Zadanie do wykonania:
Przesuń każdą liczbę w rozwiązaniach (współrzędne punktów i wymiary viewBox), dodając do niej 144, w części rekordów od ich początku do wiersza zawierającego „37 30 L 40 29” włącznie, a następnie podaj cały ten fragment ponownie razem z poleceniami i przykładami formatu, które pozostają bez zmian. Proszę pominąć obrazy w odpowiedzi.

Dane do zadania:
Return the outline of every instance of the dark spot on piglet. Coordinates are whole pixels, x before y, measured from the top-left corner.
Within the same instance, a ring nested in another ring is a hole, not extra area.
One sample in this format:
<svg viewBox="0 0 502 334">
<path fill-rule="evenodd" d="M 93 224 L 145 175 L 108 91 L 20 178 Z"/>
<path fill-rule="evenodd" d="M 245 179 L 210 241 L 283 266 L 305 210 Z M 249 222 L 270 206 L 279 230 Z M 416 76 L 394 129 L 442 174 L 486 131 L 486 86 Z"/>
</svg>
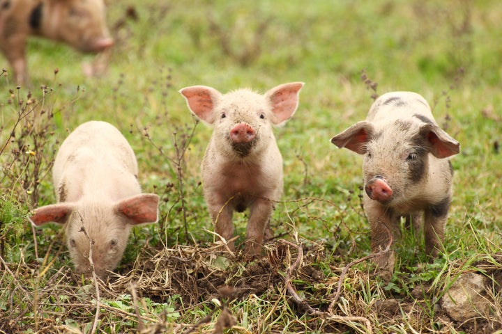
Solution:
<svg viewBox="0 0 502 334">
<path fill-rule="evenodd" d="M 385 106 L 387 106 L 388 104 L 393 104 L 396 106 L 402 106 L 406 104 L 406 102 L 403 101 L 401 97 L 394 96 L 392 97 L 389 97 L 383 102 L 383 105 Z"/>
<path fill-rule="evenodd" d="M 37 30 L 40 29 L 42 23 L 42 10 L 43 8 L 43 3 L 40 2 L 38 6 L 35 7 L 31 11 L 29 17 L 29 25 L 32 29 Z"/>
<path fill-rule="evenodd" d="M 434 122 L 432 122 L 432 120 L 431 120 L 430 118 L 429 118 L 428 117 L 424 116 L 423 115 L 420 115 L 420 113 L 416 113 L 415 115 L 413 115 L 413 117 L 418 118 L 424 123 L 432 124 L 432 125 L 434 124 Z"/>
<path fill-rule="evenodd" d="M 58 189 L 58 193 L 59 195 L 59 202 L 66 201 L 66 184 L 65 183 L 61 184 Z"/>
</svg>

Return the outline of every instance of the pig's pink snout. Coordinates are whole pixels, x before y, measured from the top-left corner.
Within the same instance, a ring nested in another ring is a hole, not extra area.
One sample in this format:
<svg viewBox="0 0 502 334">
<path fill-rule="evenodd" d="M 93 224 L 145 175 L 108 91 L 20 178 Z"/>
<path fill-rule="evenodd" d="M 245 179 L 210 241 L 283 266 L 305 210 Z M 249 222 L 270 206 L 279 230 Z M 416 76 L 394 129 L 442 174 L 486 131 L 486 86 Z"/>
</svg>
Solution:
<svg viewBox="0 0 502 334">
<path fill-rule="evenodd" d="M 93 49 L 96 52 L 105 51 L 114 45 L 114 40 L 110 38 L 102 38 L 94 41 Z"/>
<path fill-rule="evenodd" d="M 245 122 L 236 124 L 230 130 L 230 138 L 237 144 L 250 143 L 256 138 L 256 131 Z"/>
<path fill-rule="evenodd" d="M 381 202 L 390 198 L 393 190 L 382 176 L 375 176 L 366 184 L 366 193 L 370 198 Z"/>
</svg>

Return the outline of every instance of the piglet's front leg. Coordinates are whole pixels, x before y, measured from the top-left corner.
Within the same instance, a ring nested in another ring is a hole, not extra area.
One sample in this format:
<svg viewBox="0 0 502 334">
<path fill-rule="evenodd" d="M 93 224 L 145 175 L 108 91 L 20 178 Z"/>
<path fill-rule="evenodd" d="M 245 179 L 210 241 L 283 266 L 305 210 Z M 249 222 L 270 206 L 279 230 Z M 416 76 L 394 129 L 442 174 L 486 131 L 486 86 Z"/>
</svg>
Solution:
<svg viewBox="0 0 502 334">
<path fill-rule="evenodd" d="M 373 254 L 383 253 L 374 258 L 379 275 L 385 282 L 390 282 L 394 272 L 394 250 L 387 249 L 399 235 L 397 216 L 374 202 L 365 203 L 371 230 L 371 248 Z M 387 250 L 384 252 L 384 250 Z"/>
<path fill-rule="evenodd" d="M 215 232 L 225 239 L 229 249 L 234 252 L 234 241 L 229 241 L 234 237 L 233 207 L 228 205 L 210 205 L 209 212 L 214 222 Z"/>
<path fill-rule="evenodd" d="M 255 257 L 261 253 L 264 236 L 272 215 L 273 204 L 266 198 L 257 198 L 250 207 L 245 253 Z"/>
</svg>

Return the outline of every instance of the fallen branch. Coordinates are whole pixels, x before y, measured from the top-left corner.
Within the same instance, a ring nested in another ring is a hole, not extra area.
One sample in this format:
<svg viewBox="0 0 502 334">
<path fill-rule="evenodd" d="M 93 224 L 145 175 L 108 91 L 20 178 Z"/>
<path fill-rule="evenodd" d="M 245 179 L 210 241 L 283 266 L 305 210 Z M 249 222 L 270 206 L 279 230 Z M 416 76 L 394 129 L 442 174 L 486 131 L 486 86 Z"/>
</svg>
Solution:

Poprawna odpowiedź:
Return the outline of every instance of the dark spot on piglet. Coordinates are whole pixels, x before y, measured from the top-left corner.
Within the same instance, a ring nested in another ring is a hole, not extra area.
One sample in this format:
<svg viewBox="0 0 502 334">
<path fill-rule="evenodd" d="M 93 224 L 145 175 L 108 91 L 20 178 Z"/>
<path fill-rule="evenodd" d="M 245 179 L 210 241 L 283 266 L 305 210 Z M 249 222 L 270 206 L 279 230 Z M 416 76 L 394 129 L 442 174 L 486 131 L 486 86 Z"/>
</svg>
Solution:
<svg viewBox="144 144 646 478">
<path fill-rule="evenodd" d="M 529 250 L 531 250 L 532 248 L 537 248 L 540 250 L 546 250 L 550 248 L 550 246 L 547 245 L 545 241 L 538 240 L 536 241 L 533 241 L 527 246 L 527 249 Z"/>
<path fill-rule="evenodd" d="M 181 174 L 184 173 L 186 167 L 186 154 L 187 152 L 187 147 L 184 146 L 182 150 L 179 151 L 175 155 L 173 161 L 173 169 L 176 173 Z"/>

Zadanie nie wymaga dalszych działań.